DATA FOR THE TASK:
::::

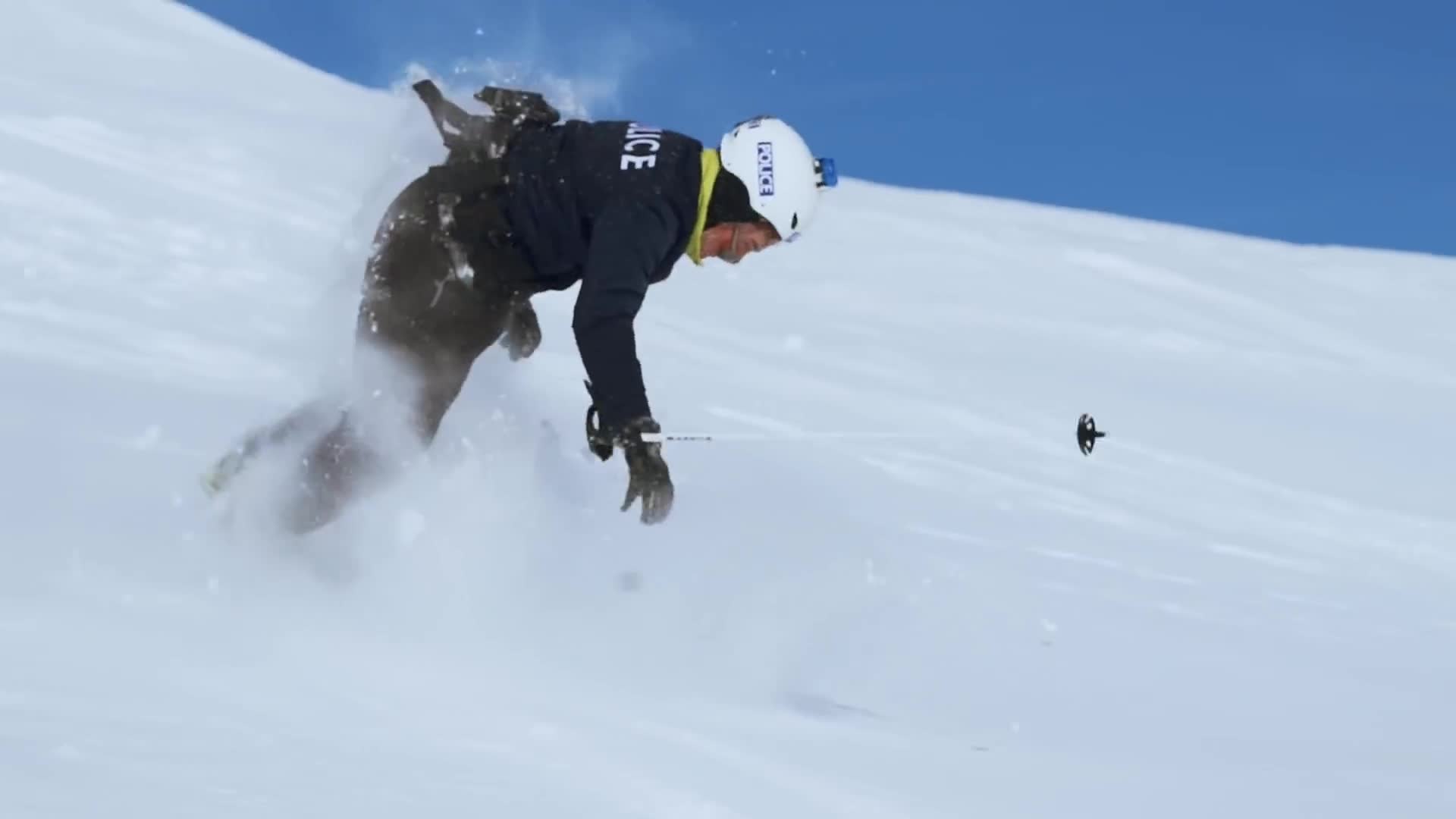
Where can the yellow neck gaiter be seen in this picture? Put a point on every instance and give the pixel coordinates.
(705, 191)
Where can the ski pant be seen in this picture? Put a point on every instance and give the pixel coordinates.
(428, 311)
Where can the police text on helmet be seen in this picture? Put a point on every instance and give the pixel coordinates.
(766, 169)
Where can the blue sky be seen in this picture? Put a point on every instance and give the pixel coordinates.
(1327, 123)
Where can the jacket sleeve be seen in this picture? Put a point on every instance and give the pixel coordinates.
(628, 242)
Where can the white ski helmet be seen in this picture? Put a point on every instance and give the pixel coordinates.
(783, 175)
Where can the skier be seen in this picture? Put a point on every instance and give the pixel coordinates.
(526, 203)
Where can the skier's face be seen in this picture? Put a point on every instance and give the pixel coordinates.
(743, 238)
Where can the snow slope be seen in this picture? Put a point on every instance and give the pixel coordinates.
(1241, 605)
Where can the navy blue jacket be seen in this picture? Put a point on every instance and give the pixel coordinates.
(612, 206)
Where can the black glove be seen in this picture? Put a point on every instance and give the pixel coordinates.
(647, 472)
(523, 331)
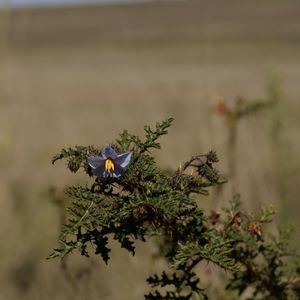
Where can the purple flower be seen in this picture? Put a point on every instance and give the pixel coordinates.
(109, 164)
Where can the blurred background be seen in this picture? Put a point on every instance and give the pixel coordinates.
(79, 72)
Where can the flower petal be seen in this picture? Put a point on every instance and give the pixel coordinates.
(123, 159)
(108, 151)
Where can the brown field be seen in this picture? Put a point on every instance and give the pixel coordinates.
(82, 75)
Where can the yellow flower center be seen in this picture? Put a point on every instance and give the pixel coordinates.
(109, 165)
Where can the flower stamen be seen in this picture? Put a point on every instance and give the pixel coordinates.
(109, 165)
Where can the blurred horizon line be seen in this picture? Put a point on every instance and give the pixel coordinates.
(20, 4)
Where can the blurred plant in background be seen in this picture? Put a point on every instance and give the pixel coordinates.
(148, 202)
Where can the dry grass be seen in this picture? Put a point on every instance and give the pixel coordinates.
(80, 76)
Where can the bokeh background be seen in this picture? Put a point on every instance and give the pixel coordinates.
(79, 75)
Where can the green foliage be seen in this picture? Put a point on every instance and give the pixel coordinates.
(148, 201)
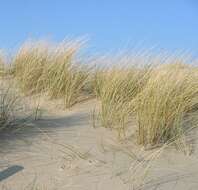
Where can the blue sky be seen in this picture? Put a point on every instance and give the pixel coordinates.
(109, 24)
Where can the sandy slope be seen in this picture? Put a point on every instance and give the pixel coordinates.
(64, 151)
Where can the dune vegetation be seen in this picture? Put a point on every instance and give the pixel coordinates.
(161, 98)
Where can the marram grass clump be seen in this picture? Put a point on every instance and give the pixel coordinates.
(116, 88)
(54, 69)
(167, 107)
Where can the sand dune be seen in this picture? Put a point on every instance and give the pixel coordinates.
(64, 151)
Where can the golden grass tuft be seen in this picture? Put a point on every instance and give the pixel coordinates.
(167, 104)
(116, 88)
(54, 69)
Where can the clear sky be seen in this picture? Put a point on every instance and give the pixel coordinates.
(109, 24)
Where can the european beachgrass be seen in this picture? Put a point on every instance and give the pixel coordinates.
(161, 98)
(51, 68)
(116, 88)
(168, 105)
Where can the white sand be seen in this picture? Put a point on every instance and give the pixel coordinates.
(63, 151)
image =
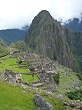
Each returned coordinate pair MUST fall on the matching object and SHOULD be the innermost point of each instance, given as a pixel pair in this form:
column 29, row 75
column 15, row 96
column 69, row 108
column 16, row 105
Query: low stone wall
column 42, row 104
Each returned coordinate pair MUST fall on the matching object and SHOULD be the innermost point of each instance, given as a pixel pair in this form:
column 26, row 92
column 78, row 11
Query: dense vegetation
column 12, row 35
column 13, row 97
column 77, row 95
column 3, row 49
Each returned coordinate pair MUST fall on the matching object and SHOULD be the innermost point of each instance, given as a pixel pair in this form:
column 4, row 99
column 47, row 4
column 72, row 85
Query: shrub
column 56, row 78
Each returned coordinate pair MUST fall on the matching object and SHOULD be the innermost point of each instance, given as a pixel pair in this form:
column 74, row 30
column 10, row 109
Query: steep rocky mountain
column 48, row 37
column 12, row 35
column 3, row 49
column 74, row 24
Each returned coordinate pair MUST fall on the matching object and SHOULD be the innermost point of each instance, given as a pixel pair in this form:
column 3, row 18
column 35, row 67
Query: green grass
column 29, row 78
column 67, row 79
column 52, row 99
column 11, row 64
column 13, row 98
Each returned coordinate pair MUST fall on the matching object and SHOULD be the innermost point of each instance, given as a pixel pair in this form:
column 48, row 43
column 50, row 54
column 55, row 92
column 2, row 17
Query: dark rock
column 42, row 104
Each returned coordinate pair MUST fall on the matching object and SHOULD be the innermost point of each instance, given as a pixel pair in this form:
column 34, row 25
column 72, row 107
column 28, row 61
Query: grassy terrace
column 13, row 98
column 67, row 79
column 11, row 64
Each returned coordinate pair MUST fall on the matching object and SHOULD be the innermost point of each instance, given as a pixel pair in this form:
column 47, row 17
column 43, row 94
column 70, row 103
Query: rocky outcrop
column 13, row 77
column 42, row 104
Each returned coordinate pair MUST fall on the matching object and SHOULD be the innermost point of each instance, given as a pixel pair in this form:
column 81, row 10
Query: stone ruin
column 42, row 104
column 13, row 77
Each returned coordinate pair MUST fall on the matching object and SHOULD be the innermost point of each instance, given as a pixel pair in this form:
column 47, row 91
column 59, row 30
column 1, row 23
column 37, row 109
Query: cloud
column 16, row 13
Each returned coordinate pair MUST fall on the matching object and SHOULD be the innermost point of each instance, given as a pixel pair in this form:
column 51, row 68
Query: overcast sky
column 17, row 13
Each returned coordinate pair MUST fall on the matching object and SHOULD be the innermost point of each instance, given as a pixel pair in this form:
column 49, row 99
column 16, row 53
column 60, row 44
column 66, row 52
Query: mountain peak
column 46, row 36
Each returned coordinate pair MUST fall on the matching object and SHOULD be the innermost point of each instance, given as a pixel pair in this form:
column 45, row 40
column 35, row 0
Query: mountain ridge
column 48, row 37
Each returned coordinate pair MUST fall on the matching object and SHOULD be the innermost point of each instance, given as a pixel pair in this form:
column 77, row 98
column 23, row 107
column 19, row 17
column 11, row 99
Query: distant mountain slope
column 46, row 36
column 74, row 24
column 12, row 35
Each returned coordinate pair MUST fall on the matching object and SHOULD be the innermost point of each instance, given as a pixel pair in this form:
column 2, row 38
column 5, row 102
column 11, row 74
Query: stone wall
column 42, row 104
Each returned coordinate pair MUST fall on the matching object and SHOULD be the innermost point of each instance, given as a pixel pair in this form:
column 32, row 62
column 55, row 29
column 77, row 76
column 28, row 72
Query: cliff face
column 46, row 36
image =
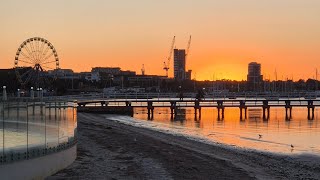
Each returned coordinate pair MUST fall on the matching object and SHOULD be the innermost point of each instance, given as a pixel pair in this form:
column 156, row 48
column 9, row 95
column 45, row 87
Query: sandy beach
column 111, row 150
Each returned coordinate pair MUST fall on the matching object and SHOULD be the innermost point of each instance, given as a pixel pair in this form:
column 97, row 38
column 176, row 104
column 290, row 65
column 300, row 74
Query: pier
column 122, row 106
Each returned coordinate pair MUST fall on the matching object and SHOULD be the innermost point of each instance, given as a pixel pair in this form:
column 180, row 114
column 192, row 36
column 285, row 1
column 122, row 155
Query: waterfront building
column 179, row 64
column 254, row 77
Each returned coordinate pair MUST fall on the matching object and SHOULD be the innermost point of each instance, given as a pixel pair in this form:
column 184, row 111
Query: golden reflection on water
column 275, row 134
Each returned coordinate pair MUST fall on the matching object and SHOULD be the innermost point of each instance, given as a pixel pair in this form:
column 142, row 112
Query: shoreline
column 109, row 149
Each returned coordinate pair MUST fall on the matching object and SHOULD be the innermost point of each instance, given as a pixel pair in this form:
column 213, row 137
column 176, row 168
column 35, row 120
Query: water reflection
column 275, row 132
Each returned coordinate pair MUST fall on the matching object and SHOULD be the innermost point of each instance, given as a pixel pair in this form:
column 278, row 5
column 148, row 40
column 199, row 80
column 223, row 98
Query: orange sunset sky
column 226, row 34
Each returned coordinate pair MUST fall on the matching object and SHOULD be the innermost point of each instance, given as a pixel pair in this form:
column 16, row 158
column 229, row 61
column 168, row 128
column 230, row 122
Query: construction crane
column 188, row 48
column 143, row 70
column 167, row 64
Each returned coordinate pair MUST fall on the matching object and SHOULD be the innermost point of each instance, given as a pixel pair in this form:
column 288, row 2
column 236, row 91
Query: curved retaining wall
column 39, row 168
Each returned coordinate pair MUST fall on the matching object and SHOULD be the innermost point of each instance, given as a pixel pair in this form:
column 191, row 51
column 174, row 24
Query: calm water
column 277, row 133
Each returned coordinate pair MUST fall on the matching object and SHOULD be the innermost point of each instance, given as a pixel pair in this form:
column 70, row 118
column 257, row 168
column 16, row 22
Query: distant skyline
column 226, row 34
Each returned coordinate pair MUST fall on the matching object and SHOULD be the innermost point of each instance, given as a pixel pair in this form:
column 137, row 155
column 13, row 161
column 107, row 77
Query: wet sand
column 112, row 150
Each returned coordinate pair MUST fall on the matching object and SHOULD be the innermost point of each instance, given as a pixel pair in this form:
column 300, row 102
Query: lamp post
column 4, row 97
column 18, row 93
column 31, row 93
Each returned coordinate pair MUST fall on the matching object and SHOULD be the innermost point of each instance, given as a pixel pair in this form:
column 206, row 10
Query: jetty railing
column 33, row 127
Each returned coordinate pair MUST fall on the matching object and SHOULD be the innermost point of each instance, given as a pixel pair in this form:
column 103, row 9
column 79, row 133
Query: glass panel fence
column 31, row 129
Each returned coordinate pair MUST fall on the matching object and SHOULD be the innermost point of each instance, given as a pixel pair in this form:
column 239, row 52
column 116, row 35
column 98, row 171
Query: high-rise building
column 254, row 77
column 179, row 64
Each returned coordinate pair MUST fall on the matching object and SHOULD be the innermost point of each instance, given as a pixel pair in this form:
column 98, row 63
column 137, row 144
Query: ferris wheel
column 34, row 58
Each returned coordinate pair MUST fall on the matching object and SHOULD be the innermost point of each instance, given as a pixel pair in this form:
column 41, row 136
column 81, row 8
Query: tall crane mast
column 143, row 70
column 188, row 47
column 167, row 64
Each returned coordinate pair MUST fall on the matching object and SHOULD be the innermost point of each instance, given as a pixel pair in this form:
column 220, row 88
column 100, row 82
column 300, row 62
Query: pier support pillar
column 220, row 108
column 197, row 108
column 288, row 110
column 242, row 108
column 173, row 108
column 310, row 110
column 150, row 110
column 266, row 110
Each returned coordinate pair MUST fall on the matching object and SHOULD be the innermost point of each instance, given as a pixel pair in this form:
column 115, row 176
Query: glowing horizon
column 281, row 35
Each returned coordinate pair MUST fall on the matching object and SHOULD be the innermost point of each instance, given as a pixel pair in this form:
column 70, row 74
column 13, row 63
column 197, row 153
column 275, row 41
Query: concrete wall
column 39, row 168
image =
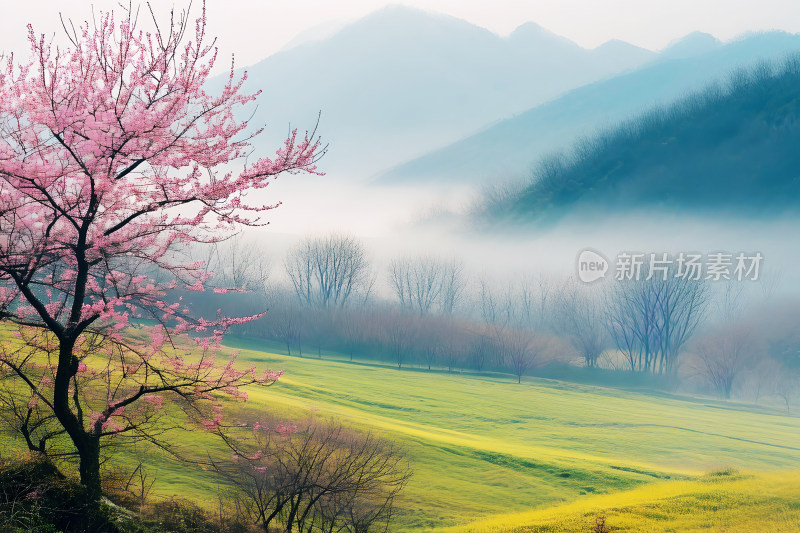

::::

WORK REQUEST: The material above holds pictures; leave them out. Repeat exactly the lines from the one containing "Where can the european" through the one containing "column 78, row 11", and nothing else.

TASK OUTPUT:
Where can the european beachgrass be seen in this picture? Put a point on every instance and give the pixel coordinates.
(161, 98)
(51, 68)
(116, 88)
(168, 105)
Where can the white sand be seen in this picture? Put a point on every instance and give the pixel coordinates.
(63, 151)
image =
Each returned coordinate pair MUST fall on the matching object and SHOULD be the innermost point of each instance, given as a pixel pair in this form:
column 29, row 75
column 15, row 96
column 69, row 108
column 16, row 105
Query: low stone wall
column 42, row 104
Each returned coordinate pair MUST fall on the matching object and SHOULD be the innermost point of each instance, given as a pixel pair in this form:
column 26, row 92
column 78, row 11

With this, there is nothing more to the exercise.